### GIVEN INFORMATION
________
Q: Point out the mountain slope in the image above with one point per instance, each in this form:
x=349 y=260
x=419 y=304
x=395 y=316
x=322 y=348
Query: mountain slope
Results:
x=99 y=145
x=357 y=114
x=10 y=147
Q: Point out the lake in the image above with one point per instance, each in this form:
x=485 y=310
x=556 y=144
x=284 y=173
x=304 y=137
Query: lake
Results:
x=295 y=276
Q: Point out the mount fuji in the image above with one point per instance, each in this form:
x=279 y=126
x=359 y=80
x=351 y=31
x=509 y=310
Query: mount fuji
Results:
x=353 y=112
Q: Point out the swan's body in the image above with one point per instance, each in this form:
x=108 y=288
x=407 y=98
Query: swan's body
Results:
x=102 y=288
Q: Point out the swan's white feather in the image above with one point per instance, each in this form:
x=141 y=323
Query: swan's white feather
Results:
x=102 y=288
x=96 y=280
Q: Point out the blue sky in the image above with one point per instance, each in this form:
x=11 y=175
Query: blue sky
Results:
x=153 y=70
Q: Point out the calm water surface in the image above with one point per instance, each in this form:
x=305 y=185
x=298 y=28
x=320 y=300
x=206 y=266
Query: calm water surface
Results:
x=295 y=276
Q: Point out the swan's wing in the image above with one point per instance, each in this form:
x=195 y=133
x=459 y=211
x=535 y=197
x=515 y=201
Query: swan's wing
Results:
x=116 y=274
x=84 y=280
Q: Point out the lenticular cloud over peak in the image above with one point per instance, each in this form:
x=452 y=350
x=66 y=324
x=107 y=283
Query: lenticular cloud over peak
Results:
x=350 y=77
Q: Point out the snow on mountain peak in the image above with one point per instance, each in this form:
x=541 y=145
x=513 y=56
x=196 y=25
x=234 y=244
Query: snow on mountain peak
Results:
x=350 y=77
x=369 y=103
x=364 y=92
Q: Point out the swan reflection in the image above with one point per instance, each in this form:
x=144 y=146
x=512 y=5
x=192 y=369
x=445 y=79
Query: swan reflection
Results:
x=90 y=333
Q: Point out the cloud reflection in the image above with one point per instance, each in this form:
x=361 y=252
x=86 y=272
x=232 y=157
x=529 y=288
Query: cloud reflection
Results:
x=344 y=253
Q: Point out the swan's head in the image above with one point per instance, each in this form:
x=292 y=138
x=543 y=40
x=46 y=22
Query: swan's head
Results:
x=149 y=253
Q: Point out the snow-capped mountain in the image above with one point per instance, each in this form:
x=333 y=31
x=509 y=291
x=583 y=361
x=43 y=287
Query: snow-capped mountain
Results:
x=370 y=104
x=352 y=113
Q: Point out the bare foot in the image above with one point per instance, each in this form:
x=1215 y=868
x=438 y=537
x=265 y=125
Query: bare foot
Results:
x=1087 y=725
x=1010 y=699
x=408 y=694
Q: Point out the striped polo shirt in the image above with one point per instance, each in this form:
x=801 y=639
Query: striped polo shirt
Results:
________
### DESCRIPTION OF THE TASK
Copy every line of the records above, replacing each "Query" with "Target" and changing nothing else.

### WRITTEN RESPONSE
Q: Point out the mountain slope in the image above with one point per instance, each in this form:
x=349 y=260
x=419 y=304
x=395 y=316
x=322 y=348
Target: mountain slope
Results:
x=99 y=145
x=357 y=114
x=10 y=147
Q: Point out the lake in the image above with one point per instance, each in this form:
x=485 y=310
x=556 y=144
x=284 y=173
x=304 y=137
Target: lake
Results:
x=295 y=276
Q: Point out the mount fuji in the image above with one point per instance, each in this form:
x=279 y=126
x=359 y=80
x=351 y=31
x=509 y=310
Target: mount fuji
Results:
x=353 y=112
Q: Point out the swan's body in the image above with one point per instance, each in this form:
x=108 y=288
x=407 y=98
Target: swan's body
Results:
x=102 y=288
Q: Point out the swan's white feather in the image above with one point per instance, each in this form:
x=141 y=323
Target: swan's white feather
Results:
x=102 y=288
x=96 y=280
Q: Point out the blue sky in the image above with one point per instance, each in this form:
x=11 y=175
Target: blue sky
Results:
x=153 y=70
Q: Point out the calm water surface in the image above with one point per instance, each in this form:
x=305 y=185
x=298 y=28
x=320 y=300
x=206 y=266
Target: calm water surface
Results:
x=295 y=276
Q: Point out the swan's wing in the image above with one point per instance, each in this form:
x=195 y=133
x=459 y=211
x=535 y=197
x=515 y=201
Target: swan's wing
Results:
x=116 y=274
x=84 y=280
Q: Point out the lenticular cloud over peak in the image above with one point per instance, each in this form:
x=452 y=350
x=66 y=324
x=107 y=283
Target: lenticular cloud over peak
Results:
x=350 y=77
Q: Point out the snow on mountain peak in the image above with one point per instance, each in this form:
x=541 y=145
x=513 y=56
x=196 y=25
x=234 y=244
Target: snow on mountain peak
Results:
x=350 y=77
x=369 y=103
x=364 y=92
Q: Point out the swan reflection in the image above with one point per instance, each in this form:
x=144 y=146
x=512 y=5
x=192 y=369
x=445 y=79
Target: swan reflection
Results:
x=90 y=333
Q: Point out the cloud reflection in the image above with one point per instance, each in this form:
x=361 y=252
x=86 y=272
x=232 y=157
x=529 y=288
Target: cloud reflection
Results:
x=344 y=253
Q: Point out the swan's head in the image above with one point per instance, each in this form:
x=292 y=138
x=543 y=40
x=46 y=22
Target: swan's head
Results:
x=149 y=253
Q: Point out the snow-capped mountain in the image above with one point per instance, each in this form:
x=333 y=31
x=509 y=291
x=583 y=361
x=43 y=287
Target: snow-capped mountain
Results:
x=370 y=104
x=352 y=113
Q: Point out the bare foot in the image above with one point per instance, each in this form:
x=1215 y=868
x=438 y=537
x=265 y=125
Target: bare foot
Results:
x=1087 y=725
x=1010 y=699
x=408 y=694
Q: Point out the striped polo shirt in the image above with one point per instance, each in this form:
x=801 y=639
Target: striped polo shirt
Results:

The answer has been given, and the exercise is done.